** start **

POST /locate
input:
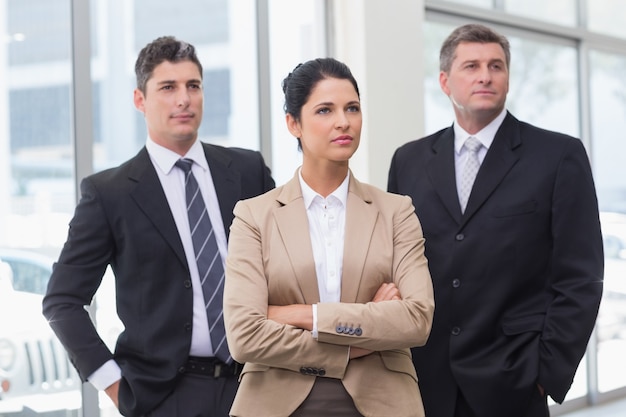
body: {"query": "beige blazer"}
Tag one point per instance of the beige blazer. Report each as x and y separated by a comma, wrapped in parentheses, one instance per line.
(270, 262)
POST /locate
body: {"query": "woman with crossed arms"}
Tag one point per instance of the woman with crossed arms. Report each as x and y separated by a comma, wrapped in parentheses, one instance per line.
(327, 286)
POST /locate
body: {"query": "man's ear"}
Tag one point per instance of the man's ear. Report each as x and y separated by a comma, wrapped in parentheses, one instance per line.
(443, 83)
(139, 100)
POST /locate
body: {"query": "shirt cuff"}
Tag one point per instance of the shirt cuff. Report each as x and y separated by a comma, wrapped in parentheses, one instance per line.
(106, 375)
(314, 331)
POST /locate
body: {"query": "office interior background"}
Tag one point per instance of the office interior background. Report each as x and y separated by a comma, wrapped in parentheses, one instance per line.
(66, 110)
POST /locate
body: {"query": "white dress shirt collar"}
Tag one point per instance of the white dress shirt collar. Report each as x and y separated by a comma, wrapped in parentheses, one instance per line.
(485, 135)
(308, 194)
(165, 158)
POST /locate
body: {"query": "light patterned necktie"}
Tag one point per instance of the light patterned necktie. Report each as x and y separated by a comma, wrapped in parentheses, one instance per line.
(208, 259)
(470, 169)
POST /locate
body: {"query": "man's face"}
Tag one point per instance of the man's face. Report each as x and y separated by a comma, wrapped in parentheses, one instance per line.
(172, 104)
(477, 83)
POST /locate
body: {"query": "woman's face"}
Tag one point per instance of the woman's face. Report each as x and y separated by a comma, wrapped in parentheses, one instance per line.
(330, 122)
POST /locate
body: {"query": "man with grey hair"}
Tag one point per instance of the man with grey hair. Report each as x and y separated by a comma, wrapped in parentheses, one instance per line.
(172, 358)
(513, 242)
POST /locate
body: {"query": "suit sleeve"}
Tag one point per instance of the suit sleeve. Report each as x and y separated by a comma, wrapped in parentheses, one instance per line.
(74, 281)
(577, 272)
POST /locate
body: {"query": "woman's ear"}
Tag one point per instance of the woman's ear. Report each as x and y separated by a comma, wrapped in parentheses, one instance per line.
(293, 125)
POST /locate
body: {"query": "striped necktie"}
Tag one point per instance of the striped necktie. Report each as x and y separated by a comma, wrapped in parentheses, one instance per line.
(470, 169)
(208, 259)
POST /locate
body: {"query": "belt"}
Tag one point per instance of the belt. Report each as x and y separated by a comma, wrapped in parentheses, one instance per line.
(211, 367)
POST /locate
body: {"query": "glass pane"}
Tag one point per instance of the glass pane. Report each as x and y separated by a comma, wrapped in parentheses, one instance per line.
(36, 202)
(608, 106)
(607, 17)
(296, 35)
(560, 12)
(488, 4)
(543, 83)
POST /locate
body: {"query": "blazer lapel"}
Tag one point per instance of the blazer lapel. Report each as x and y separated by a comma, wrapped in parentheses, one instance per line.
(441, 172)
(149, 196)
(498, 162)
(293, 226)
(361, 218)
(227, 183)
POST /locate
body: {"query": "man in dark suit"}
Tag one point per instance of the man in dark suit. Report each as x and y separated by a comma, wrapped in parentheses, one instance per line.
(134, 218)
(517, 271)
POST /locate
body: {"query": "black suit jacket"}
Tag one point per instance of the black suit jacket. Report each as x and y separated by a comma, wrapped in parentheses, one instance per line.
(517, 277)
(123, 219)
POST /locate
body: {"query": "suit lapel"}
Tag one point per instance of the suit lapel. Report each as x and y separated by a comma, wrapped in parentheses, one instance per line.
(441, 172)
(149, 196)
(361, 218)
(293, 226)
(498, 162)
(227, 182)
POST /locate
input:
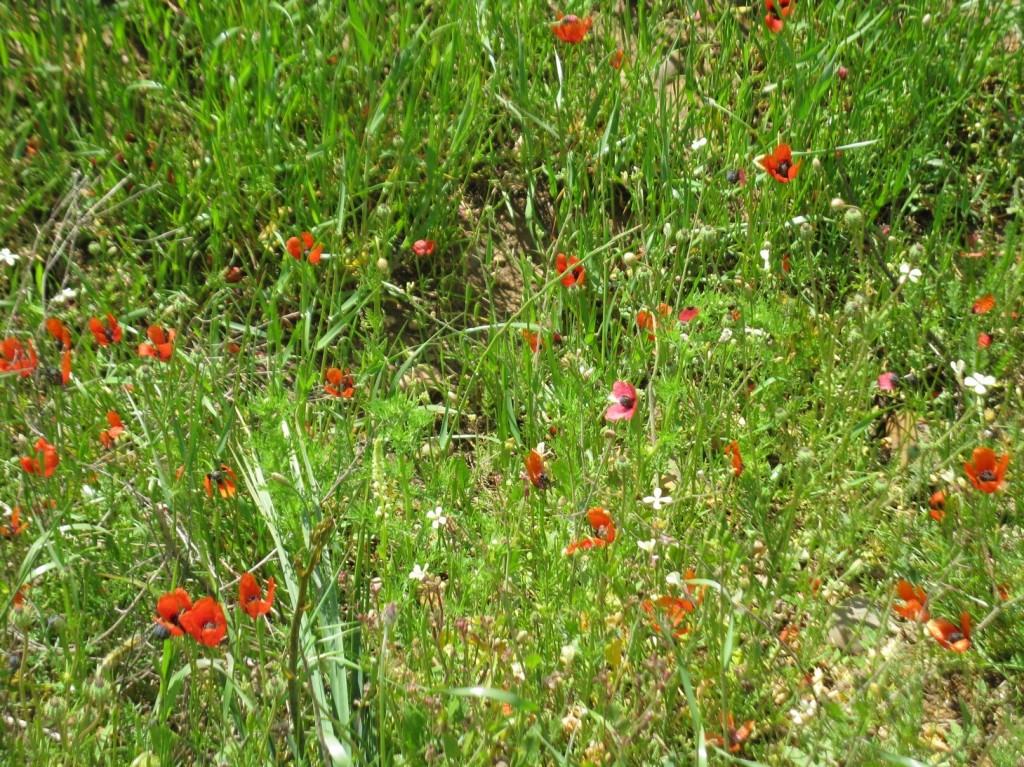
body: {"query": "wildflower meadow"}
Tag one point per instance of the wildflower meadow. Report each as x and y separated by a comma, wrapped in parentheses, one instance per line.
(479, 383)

** end **

## EXERCISE TASK
Pictures in the records above should not be copied. Repeat everything else exactly.

## RESPONSE BELOW
POST /locate
input:
body: {"query": "beige blazer"}
Tag one point per instance of the beige blazer. Report each as x and y separated by a comma, wrapped in parentheses, one instance per line.
(270, 262)
POST /locate
body: {"query": "woman with crossed arms"}
Tag one point per instance of the woman with crossed arms. Report each as x and y separated by a comma, wrapped in parentheses, one instance per line.
(327, 286)
POST /locate
body: {"query": "man's ear"}
Tag one point per instance of the man's ear. Report each as x and y separated by a comma, wrapped in parentheses, one instance per line.
(443, 83)
(139, 100)
POST /locate
body: {"query": "shirt cuff"}
Tag one point per instance of the shirt cuff. Report each as x and y separated by a comma, wrapped in parentheses, one instance per line.
(106, 375)
(314, 331)
POST /locate
body: {"query": "office interior background"}
Tag one point per instance of the office interior background. Report each as x and y separated by a comma, wrapped in parentheses, one instance per line.
(66, 110)
POST /locate
body: {"query": "white dress shirt collar"}
Tag one point per instance of the white dress shirt collar. Report each as x and y separated by a comma, wrapped in parentheses, one instance per line.
(485, 135)
(308, 194)
(165, 158)
POST /locate
body: {"query": "light patterned necktie"}
Tag one point per instance of the light patterned necktie. Report each as x and y separated by a comma, wrapped in parentheses, one instance per line.
(208, 259)
(470, 169)
POST /locate
body: {"query": "man's face"}
Tag one point per instance of the man's face. Report each as x and y separated by a comma, wrapped in parentheses, one instance per line.
(172, 104)
(477, 83)
POST /locate
body: {"query": "woman's face"}
Tag one point per instance of the woman's face. Report each as x and y separated by a comma, wrapped in parentheses, one instance per line.
(330, 122)
POST /locate
body: {"query": "man with grey hair"}
Tag one point per instance of the man with grey hair. Report each as x and y separated by a comma, wrapped in parentheses, one instance per line.
(172, 358)
(513, 242)
POST /locate
body: {"query": "suit sleeve"}
Tag one point per instance of the suit sleeve. Report each as x and y separated by a comma, wrapped in parentheses, one instance per line.
(74, 281)
(577, 272)
POST /locate
body: {"query": "woman's ear"}
Tag one point per instance of the woman's ear. Report each as x and y separated by a comma, wrapped in parentheses, one instance per line.
(293, 125)
POST /locate
body: {"query": "striped necktie"}
Tag one point per instance of the striped necktie. Report each as x and y separated by a comma, wrapped in parentheses, one instance per line.
(470, 169)
(208, 259)
POST /locate
body: {"query": "belt"}
Tag one point per instance of the belt. Report each as x and y separated by a comma, wrapped in parentheses, one instance per line.
(211, 367)
POST /locate
body: {"query": "glass pane"}
Tag one point per instance of the glass pane. Report each as x and y separated by a comma, wrapped in parentheses, one instance per line.
(36, 202)
(608, 106)
(607, 17)
(296, 35)
(560, 12)
(488, 4)
(543, 83)
POST /locate
body: {"query": "blazer lapel"}
Tag one point per instance of the blazer lapel. Report each as x and y separated by a comma, wrapped in parentheses, one instance per line.
(441, 172)
(149, 196)
(498, 162)
(293, 226)
(361, 218)
(227, 183)
POST /locate
body: {"query": "man in dark suit"}
Tag one point per instance of the man in dark suit. Report each as x and y separated by a comma, wrapped in parentheses, one instance per line.
(134, 218)
(517, 271)
POST /locate
body: {"query": "black suit jacket"}
Tag one point per instance of the black suit jacket. Report each as x and y separated by a comma, wrapped in parentheses, one instance per line.
(517, 277)
(123, 219)
POST /locate
body: {"query": "suit lapel"}
Tag one point per instance of the suit lapel. Report each as x and y separated by a comma, wrapped in parentheses, one instance per line.
(441, 172)
(149, 196)
(361, 218)
(293, 226)
(498, 162)
(227, 182)
POST /locate
input:
body: {"query": "wildflower meadow"}
Tag one point per instance of the wildflower meadow. Report each as x and y separated by a comma, wrapped in parentheses, one instance per line.
(479, 383)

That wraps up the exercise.